:: GIVEN TEXT ::
Barring the odd few heroes in Prakash Padukone, P. Gopichand and Saina Nehwal, the tricolour is yet to become a mainstay in international competitions. Our national failure in sports is a hard pill to swallow.

We don’t perform much better outside sports either. Our doctor:population ratio stands at 1:2000. The nation produces three times the combined number of engineers and MBAs than China and United States. But incredibly, India is still a developing country. We, the people, are seemingly condemned to excel only under foreign supervision, be it under the British Raj or at NASA. Brain drain? Why is it that the same set of Indians in India end up as ordinary citizens, but excel abroad?

After speaking to many friends and acquaintances working overseas, I have discovered that it takes two to tango! Great brains and great infrastructure make perfect bedfellows, yet even this seemingly simple bargain is a hard to find on Indian shores. Take Delhi, the national capital. Often one is without electricity. The commute to work is a nightmare of potholed and waterlogged streets, unruly traffic and frequent traffic jams. The Internet connection and many business services are often unreliable.

:: EXERCISE ::
In the text about India's performance in sports and beyond, what doctor-to-population ratio is given for the country?

:: INPUT DATA ::

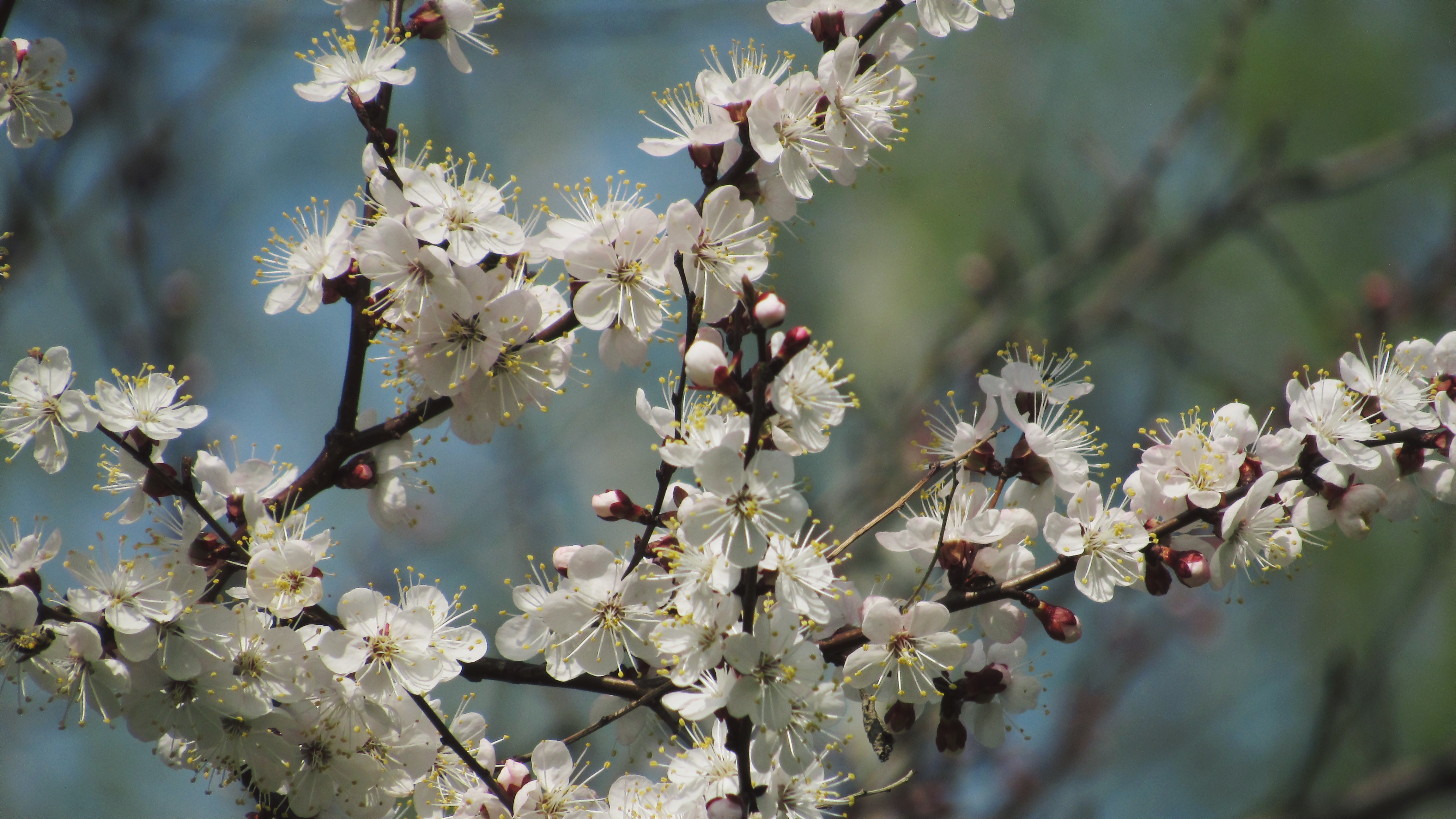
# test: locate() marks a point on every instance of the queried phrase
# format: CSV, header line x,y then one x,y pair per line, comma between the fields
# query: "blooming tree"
x,y
724,632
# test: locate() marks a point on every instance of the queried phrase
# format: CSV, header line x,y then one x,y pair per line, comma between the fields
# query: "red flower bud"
x,y
357,474
794,342
1060,624
1192,567
615,505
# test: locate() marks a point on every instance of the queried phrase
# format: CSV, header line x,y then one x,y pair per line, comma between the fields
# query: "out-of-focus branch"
x,y
1387,793
1334,175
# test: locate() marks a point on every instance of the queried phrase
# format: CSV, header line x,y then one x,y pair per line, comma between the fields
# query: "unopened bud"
x,y
901,718
794,342
357,474
1192,567
771,310
950,737
561,559
514,774
1060,624
615,505
702,362
429,22
726,808
1157,579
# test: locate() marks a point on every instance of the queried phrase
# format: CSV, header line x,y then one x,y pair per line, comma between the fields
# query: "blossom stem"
x,y
174,486
646,700
452,742
880,18
940,541
666,471
932,474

:: REPLY ::
1:2000